### Task details
Everything from the line containing "out the golden" through the final line of the records must be transcribed verbatim; nothing else belongs in the result.

### Source records

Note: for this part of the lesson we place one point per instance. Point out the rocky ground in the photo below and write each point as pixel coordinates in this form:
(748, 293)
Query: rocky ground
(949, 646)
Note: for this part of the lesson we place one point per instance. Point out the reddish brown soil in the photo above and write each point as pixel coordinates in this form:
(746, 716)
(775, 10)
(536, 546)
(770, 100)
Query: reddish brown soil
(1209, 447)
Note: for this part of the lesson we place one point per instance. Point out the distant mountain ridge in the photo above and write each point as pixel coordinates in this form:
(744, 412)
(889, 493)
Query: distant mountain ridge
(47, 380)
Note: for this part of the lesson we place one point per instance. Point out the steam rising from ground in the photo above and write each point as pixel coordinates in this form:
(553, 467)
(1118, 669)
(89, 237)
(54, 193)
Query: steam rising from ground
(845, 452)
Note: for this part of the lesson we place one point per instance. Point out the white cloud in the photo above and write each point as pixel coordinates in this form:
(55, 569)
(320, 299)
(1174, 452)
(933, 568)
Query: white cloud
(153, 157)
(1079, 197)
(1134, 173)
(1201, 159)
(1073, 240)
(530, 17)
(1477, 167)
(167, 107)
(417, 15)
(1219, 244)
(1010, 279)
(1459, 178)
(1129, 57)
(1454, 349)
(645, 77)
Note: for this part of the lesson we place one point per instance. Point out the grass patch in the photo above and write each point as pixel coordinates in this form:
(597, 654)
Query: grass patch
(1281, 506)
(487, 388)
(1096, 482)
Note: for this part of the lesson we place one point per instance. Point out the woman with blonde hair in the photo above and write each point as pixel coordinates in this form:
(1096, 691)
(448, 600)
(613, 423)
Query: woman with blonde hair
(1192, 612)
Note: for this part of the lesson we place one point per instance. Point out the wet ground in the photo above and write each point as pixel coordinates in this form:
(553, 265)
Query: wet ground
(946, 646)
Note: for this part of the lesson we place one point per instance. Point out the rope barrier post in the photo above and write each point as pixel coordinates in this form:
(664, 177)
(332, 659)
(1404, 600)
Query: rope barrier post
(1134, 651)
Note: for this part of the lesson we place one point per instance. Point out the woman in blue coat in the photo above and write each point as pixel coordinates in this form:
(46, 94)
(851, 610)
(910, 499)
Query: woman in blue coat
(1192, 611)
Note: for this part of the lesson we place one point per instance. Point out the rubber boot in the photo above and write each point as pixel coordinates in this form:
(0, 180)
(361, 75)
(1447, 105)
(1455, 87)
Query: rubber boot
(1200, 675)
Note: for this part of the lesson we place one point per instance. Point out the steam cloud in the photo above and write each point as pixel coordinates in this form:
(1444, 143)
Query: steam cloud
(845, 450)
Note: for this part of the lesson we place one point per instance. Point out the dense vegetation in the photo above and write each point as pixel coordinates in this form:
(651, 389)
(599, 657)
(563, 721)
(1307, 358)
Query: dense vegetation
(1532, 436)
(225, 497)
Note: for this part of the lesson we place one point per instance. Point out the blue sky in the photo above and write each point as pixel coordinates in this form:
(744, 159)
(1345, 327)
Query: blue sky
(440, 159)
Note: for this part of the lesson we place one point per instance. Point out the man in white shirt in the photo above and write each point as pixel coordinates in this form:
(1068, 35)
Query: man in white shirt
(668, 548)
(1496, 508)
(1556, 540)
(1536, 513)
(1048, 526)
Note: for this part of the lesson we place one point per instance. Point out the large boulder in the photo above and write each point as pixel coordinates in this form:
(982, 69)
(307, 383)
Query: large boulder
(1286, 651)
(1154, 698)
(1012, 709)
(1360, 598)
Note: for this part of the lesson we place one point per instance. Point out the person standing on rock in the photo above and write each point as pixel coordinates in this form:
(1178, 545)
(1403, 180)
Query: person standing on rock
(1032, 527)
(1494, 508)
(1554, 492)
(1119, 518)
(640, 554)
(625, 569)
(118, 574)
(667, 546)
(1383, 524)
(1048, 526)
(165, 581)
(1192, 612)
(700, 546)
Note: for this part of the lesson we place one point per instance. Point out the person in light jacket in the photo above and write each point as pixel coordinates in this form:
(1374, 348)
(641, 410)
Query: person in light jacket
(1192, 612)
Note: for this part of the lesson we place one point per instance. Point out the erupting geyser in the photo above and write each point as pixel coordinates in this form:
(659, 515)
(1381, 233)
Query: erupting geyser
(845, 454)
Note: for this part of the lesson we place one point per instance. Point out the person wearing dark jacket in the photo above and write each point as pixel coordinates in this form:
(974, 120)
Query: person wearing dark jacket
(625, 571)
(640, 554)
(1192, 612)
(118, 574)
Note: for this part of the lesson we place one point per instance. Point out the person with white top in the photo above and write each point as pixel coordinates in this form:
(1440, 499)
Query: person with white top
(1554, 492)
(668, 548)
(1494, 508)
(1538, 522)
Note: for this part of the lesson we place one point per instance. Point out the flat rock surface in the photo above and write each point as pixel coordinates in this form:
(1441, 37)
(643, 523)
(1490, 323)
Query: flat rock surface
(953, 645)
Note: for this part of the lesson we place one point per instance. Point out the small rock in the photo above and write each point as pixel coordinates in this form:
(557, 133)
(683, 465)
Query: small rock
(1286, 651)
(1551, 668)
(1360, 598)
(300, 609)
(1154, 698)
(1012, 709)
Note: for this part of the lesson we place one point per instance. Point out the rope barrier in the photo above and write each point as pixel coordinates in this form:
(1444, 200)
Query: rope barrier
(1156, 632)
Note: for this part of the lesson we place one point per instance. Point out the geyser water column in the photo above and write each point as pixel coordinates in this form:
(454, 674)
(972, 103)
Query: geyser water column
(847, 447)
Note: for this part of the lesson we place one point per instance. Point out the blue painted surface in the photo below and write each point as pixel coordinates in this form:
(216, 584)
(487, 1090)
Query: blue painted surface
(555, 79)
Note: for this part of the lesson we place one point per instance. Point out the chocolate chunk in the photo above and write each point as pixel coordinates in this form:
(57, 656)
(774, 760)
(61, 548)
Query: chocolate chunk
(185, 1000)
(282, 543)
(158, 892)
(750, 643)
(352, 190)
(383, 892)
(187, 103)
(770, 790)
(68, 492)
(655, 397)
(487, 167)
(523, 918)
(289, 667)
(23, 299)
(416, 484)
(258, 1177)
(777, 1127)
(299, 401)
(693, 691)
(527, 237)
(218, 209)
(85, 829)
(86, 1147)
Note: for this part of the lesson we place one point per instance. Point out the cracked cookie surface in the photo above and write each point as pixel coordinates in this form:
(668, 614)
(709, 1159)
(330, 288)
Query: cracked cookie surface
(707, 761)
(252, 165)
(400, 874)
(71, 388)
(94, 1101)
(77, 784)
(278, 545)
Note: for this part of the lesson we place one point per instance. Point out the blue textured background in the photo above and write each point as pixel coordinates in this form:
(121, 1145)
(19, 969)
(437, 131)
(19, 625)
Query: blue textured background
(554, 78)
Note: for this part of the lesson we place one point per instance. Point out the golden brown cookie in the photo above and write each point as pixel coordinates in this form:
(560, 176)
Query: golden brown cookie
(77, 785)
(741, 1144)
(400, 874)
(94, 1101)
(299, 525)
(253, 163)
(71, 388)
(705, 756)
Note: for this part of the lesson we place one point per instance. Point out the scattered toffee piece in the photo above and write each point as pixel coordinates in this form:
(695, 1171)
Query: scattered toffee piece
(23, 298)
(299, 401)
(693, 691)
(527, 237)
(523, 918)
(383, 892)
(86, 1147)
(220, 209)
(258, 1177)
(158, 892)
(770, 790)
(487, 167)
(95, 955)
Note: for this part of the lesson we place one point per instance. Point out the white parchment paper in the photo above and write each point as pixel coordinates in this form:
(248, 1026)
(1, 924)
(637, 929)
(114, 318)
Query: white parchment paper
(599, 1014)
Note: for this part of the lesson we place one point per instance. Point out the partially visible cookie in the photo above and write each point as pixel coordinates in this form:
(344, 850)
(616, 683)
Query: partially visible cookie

### Correct response
Note: for this part of the lesson we place one point per instance. Point out the golden brown cookie in the photo above and write each point as pixel coordinates in this form:
(560, 176)
Query: golden brown cookie
(77, 785)
(741, 1144)
(400, 874)
(94, 1101)
(299, 525)
(253, 163)
(71, 388)
(705, 756)
Note: for this part of the lesson we place one point per instance. Point out the scattered toffee piece in the photo above and write each point as pixel coordinates in this form:
(695, 1171)
Query: scattered toffee piece
(23, 298)
(299, 401)
(693, 691)
(527, 237)
(523, 918)
(383, 892)
(86, 1147)
(220, 209)
(258, 1177)
(158, 892)
(770, 790)
(487, 167)
(95, 955)
Note: for this part of the lesson we place one point per instance. Point out the white parchment paper in the photo above and write each point as pixel coordinates in this form:
(248, 1026)
(1, 924)
(637, 929)
(114, 318)
Query: white parchment paper
(599, 1014)
Note: for this part of the lesson we place one point per instance. Point out the partially visible cookie in the photo above and write each point as pixel coordinates in this form:
(344, 850)
(616, 683)
Query: partially visible cookie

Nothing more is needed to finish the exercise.